TEXT PASSAGE
About the Program
Neuroscience is the study of the nervous system. It is a cross-disciplinary field that engages scientists, engineers and physicians in investigating how the nervous system develops and functions on a cellular level as well as the mechanisms that underlie behavior, cognition, mental disorders and neurological disease. An understanding of how the nervous system functions spans both molecular and cellular activity that is best taught by cell and molecular neurobiologists, and behavior that is best taught by psychologists. For this reason undergraduate instruction in neuroscience is done primarily by faculty from the LSA Departments of Molecular, Cellular and Developmental Biology (MCDB) and Psychology.
The overall goals of this major are to:
- provide a course of study in the discipline of Neuroscience that integrates cell/molecular and behavioral components of the field,
- offer abundant opportunities for undergraduate research on cutting edge issues,
- provide a course of study that prepares students for graduate training in the field of Neuroscience, for a career in biotechnology and pharmaceutical industries or any of the health professions (human medicine, veterinary medicine, dentistry, and pharmacy) or for any other career where strong analytical skills are required, such as law or business.
- The formal field of Neuroscience originated in the 1960s, as scientists interested in the brain realized that no single approach (anatomy, physiology, biochemistry, behavioral studies in animals, studies of human patients) could give the type of understanding they sought.

EXTRACTED ENTRIES
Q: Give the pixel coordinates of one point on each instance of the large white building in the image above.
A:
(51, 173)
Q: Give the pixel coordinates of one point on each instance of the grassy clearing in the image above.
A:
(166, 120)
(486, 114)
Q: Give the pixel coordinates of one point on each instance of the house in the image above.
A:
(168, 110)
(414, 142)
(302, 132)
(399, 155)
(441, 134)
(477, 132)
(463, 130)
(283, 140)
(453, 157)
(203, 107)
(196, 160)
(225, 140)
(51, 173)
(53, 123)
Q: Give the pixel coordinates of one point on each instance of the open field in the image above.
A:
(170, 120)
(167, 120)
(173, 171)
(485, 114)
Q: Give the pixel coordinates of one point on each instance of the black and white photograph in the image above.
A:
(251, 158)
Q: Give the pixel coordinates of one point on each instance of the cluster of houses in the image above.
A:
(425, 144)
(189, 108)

TASKS FOR THIS EXERCISE
[a] Decide whether each statement agrees with the neuroscience program description: (i) undergraduate neuroscience instruction comes mainly from faculty in the MCDB and Psychology departments; (ii) the formal field of neuroscience began in the 1950s; (iii) the major is meant to prepare students for careers such as law or business. For each, answer yes or no and quote the words of the description that settle it.
[b] Write a continuation of the neuroscience program description, beginning after its final sentence.

EXERCISE RESPONSES
[a]
(i) Yes: "undergraduate instruction in neuroscience is done primarily by faculty from the LSA Departments of Molecular, Cellular and Developmental Biology (MCDB) and Psychology."
(ii) No: "The formal field of Neuroscience originated in the 1960s"
(iii) Yes: "for any other career where strong analytical skills are required, such as law or business."

[b]
- The Society for Neuroscience was founded in 1969:
- First annual meeting in 1971 was attended by 1,396 scientists.
- Journal of Neuroscience was founded in 1981.
- Current annual meeting attracts about 25,000 scientists, and about 5,000 non-scientists.
- The Mental Health Research Institute, founded in 1955, was the first major center for neuroscience research on the University of Michigan campus and one of the first in the world. Its current building was dedicated by the governor in 1960 and was later renamed Michigan Neuroscience Institute.
- The Neuroscience graduate program at the University of Michigan was constituted in 1971, and is the longest-standing in the United States.
- The undergraduate Neuroscience major was established in 2005 and has grown steadily since its introduction. It currently has:
- Over 500 declared students!
- Over 30 core faculty who teach the major undergraduate courses and over 100 affiliated research faculty!